## BEGIN SELECTED EXTRACT

I now had four datasets, and I needed help to analyze them. I therefore contacted another researcher who has chosen to stay anonymous. She and I worked together for several weeks on these four different datasets. Once we were finally convinced that we had found sufficient evidence of anomalies, we decided to reach out to Data Colada. They provided a fifth dataset they had access to, reran all our analyses, and discovered additional anomalous patterns.

Working with Data Colada

People seem to have a lot of incorrect ideas on how “data detectives” work, so I thought I would share a bit about my experience working with Data Colada.

The first thing that struck me was how incredibly cautious they have been throughout the entire process. They constantly played the devil’s advocate: Every single piece of evidence we brought them was met with skepticism, even the ones we thought were “smoking guns”. They were constantly looking for reasonable alternative explanations for the suspicious data patterns we were finding. Was it frustrating? It was! In my interactions with them, I sometimes felt that their standards of proof for fraud were simply impossible to meet. It was their way of being careful.

When looking at anomalies, Uri, Joe and Leif do not operate with a mindset of “what would convince us that the data is fabricated.” They instead judge evidence according to a much stricter standard: “What would convince almost anyone that the data is fabricated.” Indeed, they knew that if it turned out that several papers authored by Francesca Gino contained fabricated data, they would have to bring evidence to parties that are typically extremely reluctant to investigate. Anyone who has engaged in data forensics know that journals and institutions are strongly motivated to ignore evidence of fraud. Uri, Joe, and Leif knew that too, which is why they triple-checked everything and made sure that fabrication was the only reasonable explanation for the patterns we found.

Finally, I would like to finish this section by sharing a personal opinion about Uri, Joe and Leif. I have been extremely impressed by the decency, integrity, and patience with which they have handled the entire process, even more so since the publication of the first Data Falsificada post. Despite the innuendos, the lies, the lawsuit, and all the other stupid things that people have said about their work and their motives, they just keep doing what they’re good at: Doing science, revealing truth, teaching us to do better. If the average person in the field had their level of integrity and courage, I would probably not need to write these lines.

What Can We Learn from This Story?

Now that you know more about this story, I wanted to share some perspective on what I think we can (and should) learn from it. Again, these are my own thoughts, and I do not speak for Data Colada or for other whistleblowers.

From a truth-finding perspective, p-hacking is as damaging as fraud

P-hacking and fraud are treated very differently, and for good reasons. Fraud is much more deliberate and malicious, while p-hacking can (and will) happen anytime scholars do not pre-register their studies. However, the outcome for science is the same: Too many untrustworthy findings enter the literature.

In addition, p-hacked findings make fraud much harder to detect: It provides an alternative explanation to counter-intuitive, incredible, unreplicable findings. In a world in which ridiculous effects can be shown to “exist” thanks to p-hacking (i.e., showing that listening to music can make people younger), how does one identify fraudulent findings?

## END SELECTED EXTRACT

■ PROBLEM 1: Copy the excerpt from the words "What Can We" through "enter the literature.", renaming "whistleblowers" as "informants".
The rows that follow have no connection to the excerpt.

## BEGIN MATERIAL PROVIDED

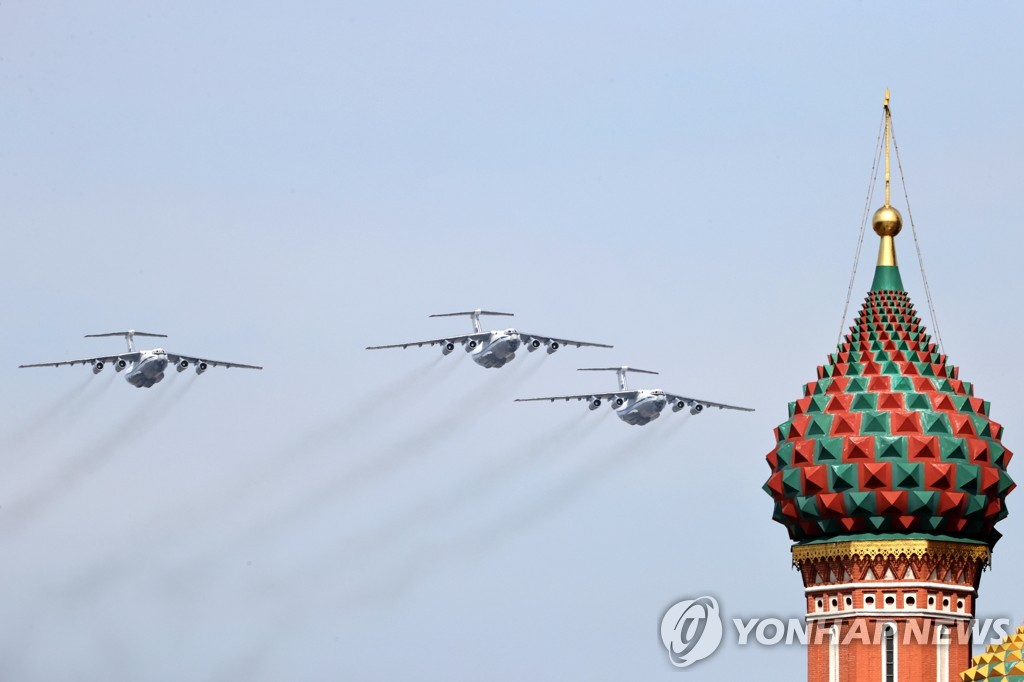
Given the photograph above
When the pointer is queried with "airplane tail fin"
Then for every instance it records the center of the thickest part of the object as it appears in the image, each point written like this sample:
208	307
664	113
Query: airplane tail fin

## END MATERIAL PROVIDED
## BEGIN MATERIAL PROVIDED

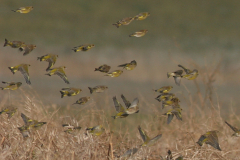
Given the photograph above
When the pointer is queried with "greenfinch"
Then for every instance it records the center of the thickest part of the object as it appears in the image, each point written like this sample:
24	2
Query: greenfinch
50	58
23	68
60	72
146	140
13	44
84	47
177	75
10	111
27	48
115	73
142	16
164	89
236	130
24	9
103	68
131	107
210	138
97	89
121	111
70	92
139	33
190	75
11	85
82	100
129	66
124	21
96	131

## END MATERIAL PROVIDED

■ PROBLEM 2: State how many rows contain the string "tail". Give the number only.

■ WRITTEN ANSWER 1:
What Can We Learn from This Story?

Now that you know more about this story, I wanted to share some perspective on what I think we can (and should) learn from it. Again, these are my own thoughts, and I do not speak for Data Colada or for other informants.

From a truth-finding perspective, p-hacking is as damaging as fraud

P-hacking and fraud are treated very differently, and for good reasons. Fraud is much more deliberate and malicious, while p-hacking can (and will) happen anytime scholars do not pre-register their studies. However, the outcome for science is the same: Too many untrustworthy findings enter the literature.

■ WRITTEN ANSWER 2: 2